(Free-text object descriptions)
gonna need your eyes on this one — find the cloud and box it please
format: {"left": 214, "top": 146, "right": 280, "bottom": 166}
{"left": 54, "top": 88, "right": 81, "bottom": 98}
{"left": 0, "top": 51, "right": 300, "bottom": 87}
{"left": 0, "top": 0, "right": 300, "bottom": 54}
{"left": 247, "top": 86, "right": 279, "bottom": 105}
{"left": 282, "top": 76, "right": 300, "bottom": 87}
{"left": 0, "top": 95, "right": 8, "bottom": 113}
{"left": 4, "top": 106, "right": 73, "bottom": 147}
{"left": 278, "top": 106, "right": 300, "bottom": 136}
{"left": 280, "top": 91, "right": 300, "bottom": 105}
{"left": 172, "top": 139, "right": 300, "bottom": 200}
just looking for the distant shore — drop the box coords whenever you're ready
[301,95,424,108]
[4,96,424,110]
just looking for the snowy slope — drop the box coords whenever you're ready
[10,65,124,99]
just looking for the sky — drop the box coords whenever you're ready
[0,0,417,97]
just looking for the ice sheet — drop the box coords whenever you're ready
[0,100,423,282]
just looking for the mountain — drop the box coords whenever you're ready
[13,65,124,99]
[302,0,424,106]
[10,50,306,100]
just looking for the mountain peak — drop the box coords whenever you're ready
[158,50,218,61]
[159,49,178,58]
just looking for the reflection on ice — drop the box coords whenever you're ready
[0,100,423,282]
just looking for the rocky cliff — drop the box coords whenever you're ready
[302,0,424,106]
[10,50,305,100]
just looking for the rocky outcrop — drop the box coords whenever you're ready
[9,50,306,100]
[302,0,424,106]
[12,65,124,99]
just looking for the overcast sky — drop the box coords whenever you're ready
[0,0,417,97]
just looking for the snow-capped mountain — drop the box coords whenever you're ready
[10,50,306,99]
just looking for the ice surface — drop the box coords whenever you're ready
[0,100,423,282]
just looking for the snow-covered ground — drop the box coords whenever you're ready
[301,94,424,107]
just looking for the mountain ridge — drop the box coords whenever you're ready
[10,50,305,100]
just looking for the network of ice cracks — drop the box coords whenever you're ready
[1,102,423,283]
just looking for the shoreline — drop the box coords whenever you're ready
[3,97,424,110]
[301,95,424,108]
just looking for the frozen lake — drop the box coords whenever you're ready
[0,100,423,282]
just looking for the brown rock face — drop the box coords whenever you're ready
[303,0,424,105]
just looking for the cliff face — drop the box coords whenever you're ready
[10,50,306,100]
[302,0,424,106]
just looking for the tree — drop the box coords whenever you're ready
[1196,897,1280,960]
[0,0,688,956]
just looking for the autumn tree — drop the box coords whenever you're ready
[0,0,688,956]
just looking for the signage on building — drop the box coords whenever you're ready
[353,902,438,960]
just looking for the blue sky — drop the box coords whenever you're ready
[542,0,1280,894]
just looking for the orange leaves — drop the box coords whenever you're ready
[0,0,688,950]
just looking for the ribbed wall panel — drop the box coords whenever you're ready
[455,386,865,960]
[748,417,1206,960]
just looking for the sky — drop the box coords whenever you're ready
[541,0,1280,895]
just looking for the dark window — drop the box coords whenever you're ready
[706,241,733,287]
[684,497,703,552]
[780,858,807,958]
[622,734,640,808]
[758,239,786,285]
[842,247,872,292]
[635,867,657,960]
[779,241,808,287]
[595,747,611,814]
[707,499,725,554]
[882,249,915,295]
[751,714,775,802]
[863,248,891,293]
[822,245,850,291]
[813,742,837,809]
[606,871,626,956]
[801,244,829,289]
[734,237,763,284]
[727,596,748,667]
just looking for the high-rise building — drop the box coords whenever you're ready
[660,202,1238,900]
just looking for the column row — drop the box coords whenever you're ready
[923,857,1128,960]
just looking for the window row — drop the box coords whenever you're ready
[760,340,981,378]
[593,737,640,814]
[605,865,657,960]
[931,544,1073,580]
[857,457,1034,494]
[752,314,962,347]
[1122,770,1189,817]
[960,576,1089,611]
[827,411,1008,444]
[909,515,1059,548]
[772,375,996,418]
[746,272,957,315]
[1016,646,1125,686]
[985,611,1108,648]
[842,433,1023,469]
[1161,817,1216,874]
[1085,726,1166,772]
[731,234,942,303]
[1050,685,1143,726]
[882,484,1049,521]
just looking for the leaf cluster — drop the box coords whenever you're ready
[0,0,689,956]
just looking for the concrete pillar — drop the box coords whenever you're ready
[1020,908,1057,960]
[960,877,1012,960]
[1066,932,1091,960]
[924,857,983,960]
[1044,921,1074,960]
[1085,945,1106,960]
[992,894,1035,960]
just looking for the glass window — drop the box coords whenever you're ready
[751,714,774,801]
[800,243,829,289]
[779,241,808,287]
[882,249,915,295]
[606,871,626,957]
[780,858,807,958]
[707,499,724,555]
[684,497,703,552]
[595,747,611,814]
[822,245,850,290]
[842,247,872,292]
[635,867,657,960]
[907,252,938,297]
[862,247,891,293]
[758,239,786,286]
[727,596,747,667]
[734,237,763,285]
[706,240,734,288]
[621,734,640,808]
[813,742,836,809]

> [Requirement] Every entry must be repeated exactly; none may be skipped.

> [Completed exercise]
gonna need your eyes on this one — find the cloud and box it please
format: {"left": 214, "top": 146, "right": 280, "bottom": 166}
{"left": 54, "top": 88, "right": 81, "bottom": 98}
{"left": 0, "top": 51, "right": 300, "bottom": 87}
{"left": 0, "top": 0, "right": 300, "bottom": 54}
{"left": 247, "top": 86, "right": 279, "bottom": 105}
{"left": 282, "top": 76, "right": 300, "bottom": 87}
{"left": 0, "top": 95, "right": 8, "bottom": 113}
{"left": 4, "top": 106, "right": 73, "bottom": 147}
{"left": 278, "top": 106, "right": 300, "bottom": 136}
{"left": 280, "top": 91, "right": 300, "bottom": 105}
{"left": 172, "top": 139, "right": 300, "bottom": 200}
just looking for the distant shore — drop the box coords whenever you're ready
[301,95,424,108]
[4,96,424,110]
just looking for the snowy slope — drop the box coords whenever you're ready
[10,65,124,99]
just looking for the sky — drop the box coords whenever you're ready
[0,0,417,97]
just looking for the ice sheet — drop the box coords whenever you're ready
[0,100,423,282]
just looking for the mountain — drop the box coords whenever you're ready
[13,65,124,99]
[302,0,424,106]
[10,50,306,100]
just looking for the mountain peak — drop the box coords whenever you're ready
[158,50,218,61]
[159,49,178,58]
just looking for the reflection on ice — drop the box coords whenever you're ready
[0,100,423,282]
just looking for the rocky cliff — drop the box coords whenever you're ready
[302,0,424,106]
[10,50,305,100]
just looking for the rocky outcrop — drop the box coords whenever you're ready
[9,50,306,100]
[302,0,424,106]
[12,65,124,99]
just looking for the overcast sky — drop the box coords whenever you're ready
[0,0,417,97]
just looking for the snow-capped mountain — drop the box coords whenever you're ready
[10,50,306,99]
just looking for the ice surface — drop the box coords whenever you're ready
[0,100,423,282]
just looking for the snow-covered ground — drop the box coords whenever you're ready
[301,94,424,107]
just looking for the mountain ridge — drop the box coords whenever you're ready
[10,50,305,100]
just looking for the network of ice cracks — drop the box coords whenever you're ready
[1,102,423,283]
just looking for the shoreline — drop the box coords whenever you're ready
[3,97,424,110]
[301,95,424,108]
just looking for the frozen lake — drop the box coords whenever you're ready
[0,100,423,282]
just looking for the brown rock face — drop the box coords whenever you're ready
[303,0,424,105]
just looking for the cliff face — drop the box coords whenever you're ready
[10,50,306,100]
[302,0,424,106]
just looking for the tree — drop the box coords whenever you're ready
[1196,897,1280,960]
[0,0,688,956]
just looking for the autumn tree — drop the box coords whenever you're ready
[0,0,688,956]
just looking for the signage on building — drop the box coords whenever you're ready
[353,902,438,960]
just looking for the blue sky — drop the box coords whenever you're ready
[542,0,1280,894]
just looking for the orange leaves — drop the box coords whenever you're ready
[0,0,688,950]
just looking for the ribbed wall panel — drop the box coords whenever you're ready
[455,386,865,960]
[748,417,1206,960]
just looking for the sky — drop the box coords whenever you're ready
[541,0,1280,895]
just looking for the dark window — drop the box coords whenever you're ready
[706,241,733,287]
[684,497,703,552]
[780,858,807,958]
[622,734,640,808]
[758,239,786,285]
[842,247,872,292]
[635,867,657,960]
[779,241,808,287]
[595,747,611,814]
[707,499,725,554]
[882,249,915,295]
[751,714,775,802]
[863,248,891,293]
[822,245,850,291]
[813,742,837,809]
[606,871,626,956]
[801,244,829,289]
[734,237,763,284]
[727,596,748,667]
just looking for the high-rise building — drop the box coords whenever you're ready
[660,202,1238,900]
just looking for the column row — drop the box coords whenever you're ready
[923,857,1128,960]
just looking for the window row — drop the box coords whenever you're ready
[760,340,981,378]
[593,737,640,814]
[605,865,657,960]
[931,544,1073,580]
[857,457,1034,494]
[752,314,962,347]
[1122,770,1189,817]
[960,576,1089,611]
[827,411,1008,444]
[909,515,1059,548]
[772,375,996,418]
[746,272,957,315]
[1016,646,1125,686]
[985,611,1108,648]
[842,433,1023,469]
[1161,817,1216,874]
[1085,726,1166,772]
[731,234,942,303]
[1050,685,1143,726]
[882,484,1049,521]
just looking for the leaf cluster — drop the box coords whenever you're ready
[0,0,689,956]
just looking for the concrete pillar — drop the box coords whenever you're ready
[1020,908,1057,960]
[960,877,1012,960]
[1066,932,1091,960]
[924,857,983,960]
[1044,921,1074,960]
[1085,945,1106,960]
[992,894,1035,960]
just looking for the glass window — drop the box coords whenever you're ready
[751,714,774,801]
[800,243,829,289]
[779,241,808,287]
[882,249,915,295]
[606,871,626,957]
[780,858,807,958]
[707,499,724,555]
[684,497,703,552]
[595,747,611,814]
[822,245,850,290]
[842,247,872,292]
[635,867,657,960]
[907,252,938,297]
[862,247,891,293]
[758,239,786,286]
[727,596,747,667]
[734,237,763,285]
[706,240,734,288]
[621,734,640,808]
[813,742,836,809]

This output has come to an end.